◆ PAGE EXCERPT:
--------------------------------
Summer 2021

NIDCR News
Doctor performing a dental procedure on a patient

As a 20-year follow-up to the seminal Oral Health in America: A Report of the Surgeon General, NIDCR will release Oral Health in America: Advances and Challenges in the fall of 2021. The report will illuminate new directions in the prevention and treatment of oral disease, identify disparities and inequalities in oral health care, and propose innovative strategies for ensuring the public shares equally in the benefits of oral health. Details about key findings and highlighted data can be found on a forthcoming website and related publications.

IADR/AADR/CADR

NIDCR leadership, program staff, investigators, and trainees will be joining the virtual 2021 IADR/AADR/CADR General Session from July 21 to 24, including pre-meeting activities July 15 and 16. Attendees are welcome to visit NIDCR’s virtual booth to get information about research and training programs and to sign up for one-on-one consultations with NIDCR program officers. To learn more about NIDCR-sponsored symposia and other events, access the schedule on NIDCR’s website or follow @NIDCR on Twitter.

NIDCR Congressional Justification

NIDCR’s congressional justification provides the Senate and House Appropriations Committees with detailed budget estimates, an overview of NIDCR accomplishments, highlights of select scientific research programs, and justification for research and research-support activities.
--------------------------------
◆ EXCERPTED DATA:
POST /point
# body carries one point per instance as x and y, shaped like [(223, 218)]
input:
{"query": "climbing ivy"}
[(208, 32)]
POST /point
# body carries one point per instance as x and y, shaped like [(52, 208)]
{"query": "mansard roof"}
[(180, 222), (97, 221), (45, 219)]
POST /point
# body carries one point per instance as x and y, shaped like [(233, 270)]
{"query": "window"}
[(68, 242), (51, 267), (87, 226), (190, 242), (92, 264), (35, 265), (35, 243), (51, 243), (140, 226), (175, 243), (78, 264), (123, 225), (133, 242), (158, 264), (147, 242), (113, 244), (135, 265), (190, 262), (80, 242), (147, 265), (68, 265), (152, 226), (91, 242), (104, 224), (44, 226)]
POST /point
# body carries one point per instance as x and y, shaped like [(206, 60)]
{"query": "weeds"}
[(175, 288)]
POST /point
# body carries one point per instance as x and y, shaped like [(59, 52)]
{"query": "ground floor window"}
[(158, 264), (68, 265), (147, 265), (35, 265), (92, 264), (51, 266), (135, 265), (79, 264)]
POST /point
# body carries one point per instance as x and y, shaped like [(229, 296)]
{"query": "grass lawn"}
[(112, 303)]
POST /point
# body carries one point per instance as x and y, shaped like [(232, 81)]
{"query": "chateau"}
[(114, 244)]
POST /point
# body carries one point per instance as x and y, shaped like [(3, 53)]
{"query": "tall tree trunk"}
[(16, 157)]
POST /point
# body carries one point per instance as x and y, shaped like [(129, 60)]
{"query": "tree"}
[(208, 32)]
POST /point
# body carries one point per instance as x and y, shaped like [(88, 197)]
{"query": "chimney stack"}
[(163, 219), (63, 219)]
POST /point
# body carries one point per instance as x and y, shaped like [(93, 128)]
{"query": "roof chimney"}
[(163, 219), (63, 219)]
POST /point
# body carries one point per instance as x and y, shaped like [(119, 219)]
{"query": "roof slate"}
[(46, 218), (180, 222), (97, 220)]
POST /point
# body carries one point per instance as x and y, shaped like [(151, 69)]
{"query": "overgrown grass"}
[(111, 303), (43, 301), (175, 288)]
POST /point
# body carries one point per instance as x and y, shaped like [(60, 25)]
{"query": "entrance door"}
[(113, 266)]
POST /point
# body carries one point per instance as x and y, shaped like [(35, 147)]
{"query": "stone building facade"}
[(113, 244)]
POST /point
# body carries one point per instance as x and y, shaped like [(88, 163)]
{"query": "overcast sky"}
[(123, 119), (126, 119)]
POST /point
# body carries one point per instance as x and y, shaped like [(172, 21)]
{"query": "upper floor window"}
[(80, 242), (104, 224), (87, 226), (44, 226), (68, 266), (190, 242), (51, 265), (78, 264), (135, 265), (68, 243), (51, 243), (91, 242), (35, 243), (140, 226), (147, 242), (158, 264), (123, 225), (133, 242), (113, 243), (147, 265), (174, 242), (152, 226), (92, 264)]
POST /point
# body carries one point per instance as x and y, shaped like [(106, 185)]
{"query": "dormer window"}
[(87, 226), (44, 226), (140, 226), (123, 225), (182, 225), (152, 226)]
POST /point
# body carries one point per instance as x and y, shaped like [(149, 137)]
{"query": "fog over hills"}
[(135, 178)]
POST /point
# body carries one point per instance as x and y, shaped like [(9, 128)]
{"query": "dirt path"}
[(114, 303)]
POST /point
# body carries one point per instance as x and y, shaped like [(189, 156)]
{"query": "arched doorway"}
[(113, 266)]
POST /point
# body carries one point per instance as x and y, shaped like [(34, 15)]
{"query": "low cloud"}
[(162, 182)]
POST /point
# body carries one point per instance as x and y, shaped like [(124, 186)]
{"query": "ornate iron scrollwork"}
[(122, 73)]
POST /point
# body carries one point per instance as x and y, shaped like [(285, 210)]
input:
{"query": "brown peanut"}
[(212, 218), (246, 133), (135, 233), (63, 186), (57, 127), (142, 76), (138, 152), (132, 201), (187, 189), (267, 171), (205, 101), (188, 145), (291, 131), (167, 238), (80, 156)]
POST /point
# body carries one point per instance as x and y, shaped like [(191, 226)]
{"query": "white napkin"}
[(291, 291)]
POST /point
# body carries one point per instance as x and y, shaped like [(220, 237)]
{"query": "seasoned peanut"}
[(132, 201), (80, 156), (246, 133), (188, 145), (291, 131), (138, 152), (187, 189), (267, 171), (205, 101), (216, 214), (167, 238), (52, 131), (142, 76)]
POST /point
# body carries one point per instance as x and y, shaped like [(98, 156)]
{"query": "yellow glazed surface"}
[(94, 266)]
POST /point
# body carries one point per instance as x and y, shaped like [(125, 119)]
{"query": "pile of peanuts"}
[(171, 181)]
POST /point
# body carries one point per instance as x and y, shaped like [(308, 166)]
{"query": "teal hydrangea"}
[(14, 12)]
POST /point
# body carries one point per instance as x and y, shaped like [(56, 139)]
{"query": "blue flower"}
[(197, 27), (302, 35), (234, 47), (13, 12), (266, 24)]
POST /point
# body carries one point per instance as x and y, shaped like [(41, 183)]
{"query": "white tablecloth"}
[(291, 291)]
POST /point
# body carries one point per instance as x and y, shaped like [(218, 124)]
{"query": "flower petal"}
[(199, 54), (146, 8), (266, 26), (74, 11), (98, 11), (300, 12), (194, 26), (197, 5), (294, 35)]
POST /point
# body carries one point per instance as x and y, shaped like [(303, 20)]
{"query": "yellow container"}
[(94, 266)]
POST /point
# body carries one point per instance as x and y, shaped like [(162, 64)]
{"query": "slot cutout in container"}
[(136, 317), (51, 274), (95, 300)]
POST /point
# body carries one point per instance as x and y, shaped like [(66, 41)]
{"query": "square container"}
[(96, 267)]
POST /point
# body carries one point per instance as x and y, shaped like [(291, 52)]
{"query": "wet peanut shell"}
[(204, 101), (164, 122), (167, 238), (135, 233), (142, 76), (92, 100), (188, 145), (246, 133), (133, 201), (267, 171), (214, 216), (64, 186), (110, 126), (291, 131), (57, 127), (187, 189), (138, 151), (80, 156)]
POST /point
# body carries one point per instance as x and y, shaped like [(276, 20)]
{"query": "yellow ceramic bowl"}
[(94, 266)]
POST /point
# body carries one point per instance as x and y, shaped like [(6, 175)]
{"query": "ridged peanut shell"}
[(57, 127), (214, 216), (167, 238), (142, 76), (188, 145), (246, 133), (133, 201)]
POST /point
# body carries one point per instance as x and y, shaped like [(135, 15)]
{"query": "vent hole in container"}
--------------------------------
◆ WHAT THIS EXERCISE ASKS:
**a)** According to the NIDCR News excerpt, when will NIDCR release Oral Health in America: Advances and Challenges?
**b)** Reproduce the stretch of the NIDCR News excerpt from "NIDCR leadership, program" through "follow @NIDCR on Twitter.".

◆ RESULTS IN ORDER:
**a)** In the fall of 2021.

**b)**
NIDCR leadership, program staff, investigators, and trainees will be joining the virtual 2021 IADR/AADR/CADR General Session from July 21 to 24, including pre-meeting activities July 15 and 16. Attendees are welcome to visit NIDCR’s virtual booth to get information about research and training programs and to sign up for one-on-one consultations with NIDCR program officers. To learn more about NIDCR-sponsored symposia and other events, access the schedule on NIDCR’s website or follow @NIDCR on Twitter.